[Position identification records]
══════

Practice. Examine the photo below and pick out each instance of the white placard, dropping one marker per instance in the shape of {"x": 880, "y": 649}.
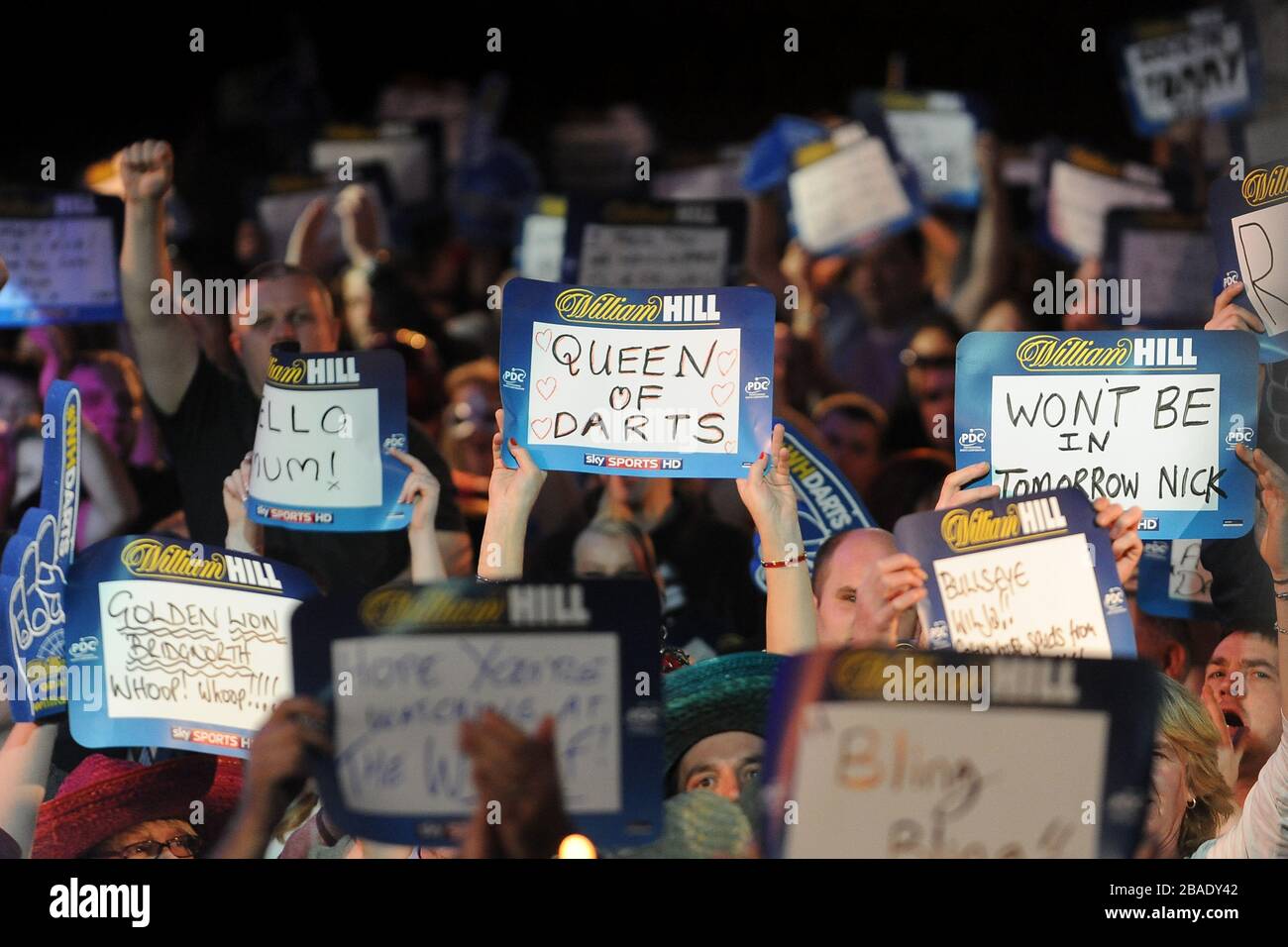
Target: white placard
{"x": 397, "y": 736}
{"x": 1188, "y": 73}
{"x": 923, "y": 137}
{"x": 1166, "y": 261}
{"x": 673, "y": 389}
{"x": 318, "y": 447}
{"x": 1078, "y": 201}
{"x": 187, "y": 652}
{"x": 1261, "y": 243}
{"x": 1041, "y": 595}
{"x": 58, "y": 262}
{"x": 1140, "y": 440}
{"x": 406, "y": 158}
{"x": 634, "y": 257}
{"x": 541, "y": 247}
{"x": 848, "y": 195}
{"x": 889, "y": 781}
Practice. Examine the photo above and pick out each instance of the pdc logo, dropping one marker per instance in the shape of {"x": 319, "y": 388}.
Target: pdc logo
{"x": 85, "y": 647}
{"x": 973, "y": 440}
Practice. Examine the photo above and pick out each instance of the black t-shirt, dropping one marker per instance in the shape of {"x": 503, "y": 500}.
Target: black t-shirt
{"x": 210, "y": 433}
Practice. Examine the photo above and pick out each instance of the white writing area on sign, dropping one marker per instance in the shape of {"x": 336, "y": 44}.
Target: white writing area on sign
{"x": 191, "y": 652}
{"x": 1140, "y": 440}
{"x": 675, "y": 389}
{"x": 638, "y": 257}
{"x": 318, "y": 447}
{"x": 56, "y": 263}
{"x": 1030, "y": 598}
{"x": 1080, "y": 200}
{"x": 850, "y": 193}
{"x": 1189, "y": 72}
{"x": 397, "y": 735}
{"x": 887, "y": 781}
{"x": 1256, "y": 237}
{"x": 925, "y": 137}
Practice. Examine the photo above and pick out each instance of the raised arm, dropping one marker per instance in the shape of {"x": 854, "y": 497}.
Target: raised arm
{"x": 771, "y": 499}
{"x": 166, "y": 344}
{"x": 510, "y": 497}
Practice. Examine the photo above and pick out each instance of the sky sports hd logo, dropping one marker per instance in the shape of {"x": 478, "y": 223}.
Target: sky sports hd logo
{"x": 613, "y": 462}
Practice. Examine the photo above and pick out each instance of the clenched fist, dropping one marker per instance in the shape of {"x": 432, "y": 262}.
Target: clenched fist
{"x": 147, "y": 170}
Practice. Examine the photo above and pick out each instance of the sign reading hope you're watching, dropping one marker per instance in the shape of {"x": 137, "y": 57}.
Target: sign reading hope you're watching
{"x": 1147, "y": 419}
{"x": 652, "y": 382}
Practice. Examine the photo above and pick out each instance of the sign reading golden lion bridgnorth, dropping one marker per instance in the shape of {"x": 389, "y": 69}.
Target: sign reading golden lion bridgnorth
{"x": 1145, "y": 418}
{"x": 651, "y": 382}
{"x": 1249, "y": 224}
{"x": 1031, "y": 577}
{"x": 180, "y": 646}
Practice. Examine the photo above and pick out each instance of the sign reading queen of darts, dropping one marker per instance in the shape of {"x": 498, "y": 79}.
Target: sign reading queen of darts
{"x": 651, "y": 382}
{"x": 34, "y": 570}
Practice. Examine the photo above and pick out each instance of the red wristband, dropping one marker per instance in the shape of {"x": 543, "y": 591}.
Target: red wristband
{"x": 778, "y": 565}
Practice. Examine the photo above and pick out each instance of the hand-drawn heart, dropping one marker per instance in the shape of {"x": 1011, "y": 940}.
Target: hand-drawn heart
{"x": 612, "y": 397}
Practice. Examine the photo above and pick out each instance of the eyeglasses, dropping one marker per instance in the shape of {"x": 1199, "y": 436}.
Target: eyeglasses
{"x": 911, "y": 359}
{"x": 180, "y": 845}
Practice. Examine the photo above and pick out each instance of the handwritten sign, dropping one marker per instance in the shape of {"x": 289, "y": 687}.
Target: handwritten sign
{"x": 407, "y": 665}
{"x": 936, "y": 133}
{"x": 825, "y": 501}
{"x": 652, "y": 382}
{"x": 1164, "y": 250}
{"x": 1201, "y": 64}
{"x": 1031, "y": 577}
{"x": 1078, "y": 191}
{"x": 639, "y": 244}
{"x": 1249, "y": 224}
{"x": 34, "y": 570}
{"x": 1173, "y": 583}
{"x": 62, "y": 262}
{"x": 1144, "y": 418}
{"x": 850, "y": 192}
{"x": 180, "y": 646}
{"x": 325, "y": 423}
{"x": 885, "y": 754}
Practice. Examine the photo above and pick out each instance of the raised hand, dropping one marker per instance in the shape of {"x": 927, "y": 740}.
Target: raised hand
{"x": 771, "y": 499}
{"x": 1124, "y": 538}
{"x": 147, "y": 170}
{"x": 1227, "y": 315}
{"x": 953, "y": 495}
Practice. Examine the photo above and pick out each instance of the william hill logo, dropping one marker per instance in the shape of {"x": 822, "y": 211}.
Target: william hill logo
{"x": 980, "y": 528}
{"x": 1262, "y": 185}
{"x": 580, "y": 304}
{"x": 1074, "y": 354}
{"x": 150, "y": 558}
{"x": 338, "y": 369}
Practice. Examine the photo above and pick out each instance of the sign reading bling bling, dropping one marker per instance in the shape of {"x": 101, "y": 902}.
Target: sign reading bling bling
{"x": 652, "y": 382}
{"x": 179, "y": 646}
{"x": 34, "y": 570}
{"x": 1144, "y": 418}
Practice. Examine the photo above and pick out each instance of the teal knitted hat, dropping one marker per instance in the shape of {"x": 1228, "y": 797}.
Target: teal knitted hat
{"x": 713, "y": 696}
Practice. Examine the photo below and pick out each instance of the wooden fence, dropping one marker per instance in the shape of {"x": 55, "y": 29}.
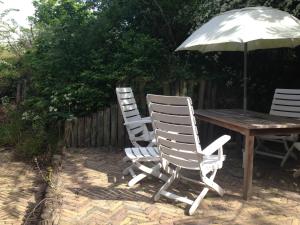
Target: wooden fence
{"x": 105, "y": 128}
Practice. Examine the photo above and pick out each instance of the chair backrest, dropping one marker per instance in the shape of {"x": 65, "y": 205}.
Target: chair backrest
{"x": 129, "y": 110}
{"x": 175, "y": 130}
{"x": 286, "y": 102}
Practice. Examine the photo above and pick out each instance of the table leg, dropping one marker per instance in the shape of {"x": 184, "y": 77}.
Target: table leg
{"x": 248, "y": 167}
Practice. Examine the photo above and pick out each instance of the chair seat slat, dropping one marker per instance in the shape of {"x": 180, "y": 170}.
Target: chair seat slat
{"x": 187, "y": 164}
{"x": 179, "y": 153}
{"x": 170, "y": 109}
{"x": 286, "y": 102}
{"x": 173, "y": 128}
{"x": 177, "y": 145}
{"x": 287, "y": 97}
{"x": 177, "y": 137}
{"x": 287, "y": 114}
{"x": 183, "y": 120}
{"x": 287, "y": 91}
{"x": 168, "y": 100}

══════

[YOUR GOAL] Rewrite every row above with "dropping one marker" changed to "placing one marker" and everything else kept the same. Leave the pictures out.

[TASK SOLUTION]
Practice. Examine the photo below and pick out each instance of the white placard, placing one marker per instance in the shape of {"x": 880, "y": 649}.
Target: white placard
{"x": 397, "y": 736}
{"x": 1188, "y": 73}
{"x": 923, "y": 137}
{"x": 1166, "y": 261}
{"x": 673, "y": 389}
{"x": 318, "y": 447}
{"x": 1078, "y": 201}
{"x": 187, "y": 652}
{"x": 1261, "y": 243}
{"x": 1041, "y": 595}
{"x": 58, "y": 262}
{"x": 1140, "y": 440}
{"x": 406, "y": 158}
{"x": 634, "y": 257}
{"x": 541, "y": 247}
{"x": 848, "y": 195}
{"x": 889, "y": 781}
Practice. Examine the photo above and pick out each instance of the pdc logo, placing one marker per instance in the shape of {"x": 319, "y": 388}.
Target: pdc logo
{"x": 85, "y": 647}
{"x": 973, "y": 440}
Practice. Examine the photo above and pick out each instance of the black t-shirt, placing one marker per instance in the shape of {"x": 503, "y": 500}.
Target: black t-shirt
{"x": 210, "y": 433}
Practice. Examine the photo above and pick out each instance of the white writing area on sign, placing one marker per instance in the shape of {"x": 336, "y": 44}.
Target: white writing area on sign
{"x": 191, "y": 652}
{"x": 1140, "y": 440}
{"x": 675, "y": 389}
{"x": 638, "y": 257}
{"x": 318, "y": 447}
{"x": 56, "y": 263}
{"x": 1030, "y": 598}
{"x": 1080, "y": 200}
{"x": 850, "y": 193}
{"x": 1189, "y": 72}
{"x": 397, "y": 735}
{"x": 887, "y": 781}
{"x": 1256, "y": 237}
{"x": 925, "y": 137}
Practice. Examine the photo above and pick out each instance of the raised arm, placing one marker per instance in the shape of {"x": 854, "y": 497}.
Target: raised arm
{"x": 771, "y": 499}
{"x": 166, "y": 344}
{"x": 510, "y": 497}
Practice. Examine the photo above and pick out each instance of the sky sports hd logo, placing one marker per instance in the shape of {"x": 478, "y": 223}.
Target: sky sports hd logo
{"x": 613, "y": 462}
Practice. Examine the photo above and pick out each instance of the clenched fist, placing one marker per instance in the shape of {"x": 432, "y": 262}.
Target: clenched fist
{"x": 147, "y": 170}
Practice. Examine the photo above and pick out each instance of the sign reading hope you're watching, placing one marker per instance in the shape of {"x": 137, "y": 57}.
Target: sign reading hope you're watching
{"x": 1147, "y": 419}
{"x": 652, "y": 382}
Practice. Examine the photo above and pick out each instance of the sign reading golden lion bridgnorth, placing one marker per instance in the shape of {"x": 389, "y": 69}.
Target: sign reading golden lion bridgnorth
{"x": 1145, "y": 418}
{"x": 651, "y": 382}
{"x": 1249, "y": 224}
{"x": 1031, "y": 577}
{"x": 180, "y": 646}
Practice. Examine the photo above and pick out each instance of the sign reading queen of darts, placing one marker per instance in the shape of {"x": 498, "y": 79}.
Target: sign reading queen of darts
{"x": 651, "y": 382}
{"x": 34, "y": 570}
Practice. Examine the photo above and pick out each instance of the red wristband, placing one marker per instance in the shape of {"x": 543, "y": 591}.
Target: red wristband
{"x": 778, "y": 565}
Practice. Examine the photo above and pick out each instance of the hand-drawn heart, placing one marker per instance in the shape of {"x": 1011, "y": 940}.
Target: hand-drawn heart
{"x": 612, "y": 397}
Practice. Examine the photo above and pick out each instance of the eyeglasses, placing one marker per instance in the shape of {"x": 1199, "y": 436}.
Target: eyeglasses
{"x": 911, "y": 359}
{"x": 180, "y": 845}
Practice. Examine the photo above and pick out each instance of the handwritten sign, placing one marker per instance in the shape of {"x": 289, "y": 687}.
Target: handwritten sign
{"x": 407, "y": 665}
{"x": 936, "y": 133}
{"x": 825, "y": 501}
{"x": 652, "y": 382}
{"x": 1164, "y": 250}
{"x": 1201, "y": 64}
{"x": 1031, "y": 577}
{"x": 1078, "y": 191}
{"x": 639, "y": 244}
{"x": 1249, "y": 224}
{"x": 34, "y": 570}
{"x": 1173, "y": 583}
{"x": 62, "y": 262}
{"x": 1144, "y": 418}
{"x": 850, "y": 192}
{"x": 180, "y": 646}
{"x": 325, "y": 423}
{"x": 885, "y": 754}
Practice. Examine the photo above and pick out each instance of the raised hand, placing one marker per instance in the shape of {"x": 927, "y": 740}.
Target: raised hand
{"x": 771, "y": 499}
{"x": 1124, "y": 538}
{"x": 147, "y": 170}
{"x": 1227, "y": 315}
{"x": 953, "y": 495}
Practice. Examine the photo above and pick out each instance of the william hill logo, placing one marker per instance in the shape of {"x": 822, "y": 211}.
Target: william hill logo
{"x": 980, "y": 528}
{"x": 1262, "y": 185}
{"x": 580, "y": 304}
{"x": 1074, "y": 354}
{"x": 150, "y": 558}
{"x": 338, "y": 369}
Practice. Examine the photo above and pick out each instance of the sign reading bling bling, placing one marker per instance in the shape of {"x": 101, "y": 902}.
Target: sign reading bling bling
{"x": 652, "y": 382}
{"x": 179, "y": 646}
{"x": 34, "y": 570}
{"x": 1144, "y": 418}
Practice. Examine the photo above and pick out each instance of the teal knitted hat, placing one marker per instance in the shape of {"x": 1228, "y": 797}.
Target: teal knitted hat
{"x": 713, "y": 696}
Practice. Examine the photo below and pick out each instance of the wooden fence, placing one marker per instance in the shape of {"x": 55, "y": 29}.
Target: wooden fence
{"x": 105, "y": 128}
Practice. Examine the photo above and pick out each instance of the chair backrest, placing one marker per instance in the shape of {"x": 65, "y": 205}.
Target: chair backrest
{"x": 129, "y": 110}
{"x": 175, "y": 130}
{"x": 286, "y": 102}
Practice. Examine the photo above and pick out each instance of the table leg, placing one marker per instance in the shape of {"x": 184, "y": 77}.
Target: table leg
{"x": 248, "y": 167}
Practice. Examine the photo above and pick out each instance of the chair seat slat, placing one marker per instance in the shape of {"x": 180, "y": 170}.
Target: chair seat slat
{"x": 187, "y": 164}
{"x": 179, "y": 153}
{"x": 170, "y": 109}
{"x": 286, "y": 102}
{"x": 173, "y": 128}
{"x": 177, "y": 145}
{"x": 287, "y": 97}
{"x": 177, "y": 137}
{"x": 287, "y": 114}
{"x": 183, "y": 120}
{"x": 287, "y": 91}
{"x": 168, "y": 100}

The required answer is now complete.